**What you have to do**
Exactly the lines from the one containing "The component shall return one point per instance of the pale" through the end of the listing should be written out, both ends included, and nothing more.

**Listed records**
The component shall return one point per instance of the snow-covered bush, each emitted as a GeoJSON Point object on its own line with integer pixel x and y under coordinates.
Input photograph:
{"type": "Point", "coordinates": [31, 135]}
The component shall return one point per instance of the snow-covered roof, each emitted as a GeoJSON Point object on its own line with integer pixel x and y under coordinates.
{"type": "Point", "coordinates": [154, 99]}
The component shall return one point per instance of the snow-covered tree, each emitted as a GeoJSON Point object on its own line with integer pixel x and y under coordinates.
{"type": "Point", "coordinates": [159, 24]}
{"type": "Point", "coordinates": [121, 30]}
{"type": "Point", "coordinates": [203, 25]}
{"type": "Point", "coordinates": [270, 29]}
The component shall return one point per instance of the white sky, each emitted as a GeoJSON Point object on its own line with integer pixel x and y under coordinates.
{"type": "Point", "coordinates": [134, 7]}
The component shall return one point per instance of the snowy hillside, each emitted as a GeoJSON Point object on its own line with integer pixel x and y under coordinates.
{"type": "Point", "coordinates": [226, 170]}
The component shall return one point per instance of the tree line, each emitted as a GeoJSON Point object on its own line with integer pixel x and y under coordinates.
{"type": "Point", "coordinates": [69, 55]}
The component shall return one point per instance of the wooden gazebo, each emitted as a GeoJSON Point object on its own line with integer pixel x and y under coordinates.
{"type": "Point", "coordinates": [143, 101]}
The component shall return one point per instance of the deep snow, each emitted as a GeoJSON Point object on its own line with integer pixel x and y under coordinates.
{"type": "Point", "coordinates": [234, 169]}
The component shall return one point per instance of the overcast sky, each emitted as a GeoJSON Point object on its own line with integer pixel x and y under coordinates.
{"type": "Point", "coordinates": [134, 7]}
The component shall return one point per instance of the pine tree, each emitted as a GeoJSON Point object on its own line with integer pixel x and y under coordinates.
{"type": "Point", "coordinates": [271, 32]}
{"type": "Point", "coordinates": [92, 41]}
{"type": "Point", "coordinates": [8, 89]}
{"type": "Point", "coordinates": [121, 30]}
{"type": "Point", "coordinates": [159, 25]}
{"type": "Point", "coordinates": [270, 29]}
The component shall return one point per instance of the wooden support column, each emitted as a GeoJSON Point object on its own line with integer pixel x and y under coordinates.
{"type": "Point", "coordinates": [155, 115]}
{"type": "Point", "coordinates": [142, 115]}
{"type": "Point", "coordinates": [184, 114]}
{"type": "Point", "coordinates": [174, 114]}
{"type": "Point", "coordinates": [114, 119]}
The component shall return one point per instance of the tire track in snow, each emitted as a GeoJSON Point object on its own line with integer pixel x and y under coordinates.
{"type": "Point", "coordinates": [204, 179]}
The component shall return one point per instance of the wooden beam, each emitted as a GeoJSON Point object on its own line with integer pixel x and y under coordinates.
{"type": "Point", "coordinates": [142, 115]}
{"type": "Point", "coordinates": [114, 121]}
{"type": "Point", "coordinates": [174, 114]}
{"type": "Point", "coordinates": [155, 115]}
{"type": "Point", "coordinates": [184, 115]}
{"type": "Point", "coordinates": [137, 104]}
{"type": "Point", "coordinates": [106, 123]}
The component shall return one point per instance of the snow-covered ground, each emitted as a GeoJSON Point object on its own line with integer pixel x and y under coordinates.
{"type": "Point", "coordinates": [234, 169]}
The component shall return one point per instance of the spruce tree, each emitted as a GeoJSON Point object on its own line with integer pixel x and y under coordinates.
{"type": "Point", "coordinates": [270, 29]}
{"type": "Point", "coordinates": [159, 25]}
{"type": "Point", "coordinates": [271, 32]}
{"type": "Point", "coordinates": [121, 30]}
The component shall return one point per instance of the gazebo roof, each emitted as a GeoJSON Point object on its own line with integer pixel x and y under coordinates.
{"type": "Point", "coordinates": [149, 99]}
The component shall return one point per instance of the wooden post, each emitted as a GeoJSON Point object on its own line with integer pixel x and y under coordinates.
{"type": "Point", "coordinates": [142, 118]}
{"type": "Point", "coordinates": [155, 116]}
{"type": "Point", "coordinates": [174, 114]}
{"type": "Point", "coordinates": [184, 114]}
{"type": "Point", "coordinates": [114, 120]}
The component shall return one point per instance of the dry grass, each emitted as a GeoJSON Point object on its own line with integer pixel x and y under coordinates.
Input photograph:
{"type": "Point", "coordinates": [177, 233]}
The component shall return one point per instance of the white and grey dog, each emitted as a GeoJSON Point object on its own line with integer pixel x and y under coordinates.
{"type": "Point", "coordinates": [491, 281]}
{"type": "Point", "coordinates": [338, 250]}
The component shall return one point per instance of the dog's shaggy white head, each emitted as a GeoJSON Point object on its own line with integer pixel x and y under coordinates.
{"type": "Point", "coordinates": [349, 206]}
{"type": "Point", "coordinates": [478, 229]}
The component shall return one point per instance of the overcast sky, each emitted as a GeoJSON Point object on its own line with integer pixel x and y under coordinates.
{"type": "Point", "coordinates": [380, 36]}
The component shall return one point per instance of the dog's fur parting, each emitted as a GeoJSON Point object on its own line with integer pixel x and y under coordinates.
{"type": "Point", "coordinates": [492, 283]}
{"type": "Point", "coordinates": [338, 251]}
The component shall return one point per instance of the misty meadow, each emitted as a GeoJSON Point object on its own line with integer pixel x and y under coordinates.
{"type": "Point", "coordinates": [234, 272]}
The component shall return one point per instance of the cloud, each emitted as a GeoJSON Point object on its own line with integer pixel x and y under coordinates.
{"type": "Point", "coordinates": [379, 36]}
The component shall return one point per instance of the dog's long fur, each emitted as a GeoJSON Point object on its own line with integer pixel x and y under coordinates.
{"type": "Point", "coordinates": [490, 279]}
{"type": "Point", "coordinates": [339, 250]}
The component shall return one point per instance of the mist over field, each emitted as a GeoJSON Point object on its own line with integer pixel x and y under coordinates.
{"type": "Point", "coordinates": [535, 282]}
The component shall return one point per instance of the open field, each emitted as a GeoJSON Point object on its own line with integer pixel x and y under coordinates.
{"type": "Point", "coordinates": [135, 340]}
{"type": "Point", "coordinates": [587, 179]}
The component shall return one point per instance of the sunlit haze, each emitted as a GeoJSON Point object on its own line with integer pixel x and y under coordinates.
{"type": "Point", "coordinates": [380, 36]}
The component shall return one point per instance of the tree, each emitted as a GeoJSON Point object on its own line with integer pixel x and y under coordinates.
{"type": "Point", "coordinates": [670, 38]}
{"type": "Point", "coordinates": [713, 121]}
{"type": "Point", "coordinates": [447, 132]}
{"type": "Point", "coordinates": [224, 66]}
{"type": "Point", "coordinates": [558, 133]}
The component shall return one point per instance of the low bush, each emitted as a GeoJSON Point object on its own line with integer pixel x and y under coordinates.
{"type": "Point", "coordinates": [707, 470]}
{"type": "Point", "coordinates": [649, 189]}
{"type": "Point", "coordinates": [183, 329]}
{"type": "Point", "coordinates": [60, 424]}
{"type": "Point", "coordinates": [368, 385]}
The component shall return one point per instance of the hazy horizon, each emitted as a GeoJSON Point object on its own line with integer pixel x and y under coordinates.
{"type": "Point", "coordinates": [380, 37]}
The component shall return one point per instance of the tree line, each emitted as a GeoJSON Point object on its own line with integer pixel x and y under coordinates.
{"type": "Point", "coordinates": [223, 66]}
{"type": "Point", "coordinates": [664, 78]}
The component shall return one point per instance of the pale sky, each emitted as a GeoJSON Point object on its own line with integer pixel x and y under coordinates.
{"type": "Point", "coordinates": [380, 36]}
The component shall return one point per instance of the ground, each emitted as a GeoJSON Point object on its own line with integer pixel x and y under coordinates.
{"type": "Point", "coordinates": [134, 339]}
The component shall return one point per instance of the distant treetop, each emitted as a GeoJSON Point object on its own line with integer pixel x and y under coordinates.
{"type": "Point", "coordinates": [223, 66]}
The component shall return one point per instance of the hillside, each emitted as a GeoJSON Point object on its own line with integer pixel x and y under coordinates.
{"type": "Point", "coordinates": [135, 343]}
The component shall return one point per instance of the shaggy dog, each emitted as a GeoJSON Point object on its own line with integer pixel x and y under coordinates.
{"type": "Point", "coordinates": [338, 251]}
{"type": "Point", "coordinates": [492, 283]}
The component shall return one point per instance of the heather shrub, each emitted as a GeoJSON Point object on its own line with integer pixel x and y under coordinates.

**Task result**
The component shall return one point per instance of the pale sky, each emitted as a GeoJSON Point object on its own line with integer pixel x and y under coordinates.
{"type": "Point", "coordinates": [380, 36]}
The component shall return one point per instance of the ground, each emitted as a GeoJSON Point object on its own line with integer pixel x and y under coordinates.
{"type": "Point", "coordinates": [134, 339]}
The component shall return one point per instance of the distant treetop, each emitted as a GeoJSON Point object on its own line with integer pixel x and y under coordinates.
{"type": "Point", "coordinates": [223, 66]}
The component shall return one point per instance of the hillside, each emitted as a GeoJSON Point object on its own line with integer pixel x and y under coordinates.
{"type": "Point", "coordinates": [135, 343]}
The component shall return one point per instance of the shaggy dog, each emitted as a GeoJSON Point object on its own line with integer pixel x and y under coordinates.
{"type": "Point", "coordinates": [338, 251]}
{"type": "Point", "coordinates": [492, 283]}
The component shall return one point per instance of the heather shrub, each emitted as a GeoJSON Point object on its own line with integer pixel x and y under coordinates.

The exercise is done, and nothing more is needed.